Collection entries.
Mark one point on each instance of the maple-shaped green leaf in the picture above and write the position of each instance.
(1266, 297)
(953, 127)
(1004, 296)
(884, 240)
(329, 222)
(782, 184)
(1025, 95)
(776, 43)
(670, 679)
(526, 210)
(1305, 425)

PROMPT. Transcribe every record above so that nothing differs from the original.

SOLUTION TO THE PROBLEM.
Mark one point on each instance of the maple-shaped green leaf in the picture above and write the position of each instance.
(1266, 297)
(953, 127)
(1004, 296)
(884, 240)
(329, 222)
(782, 184)
(1025, 95)
(776, 43)
(670, 679)
(526, 210)
(1305, 425)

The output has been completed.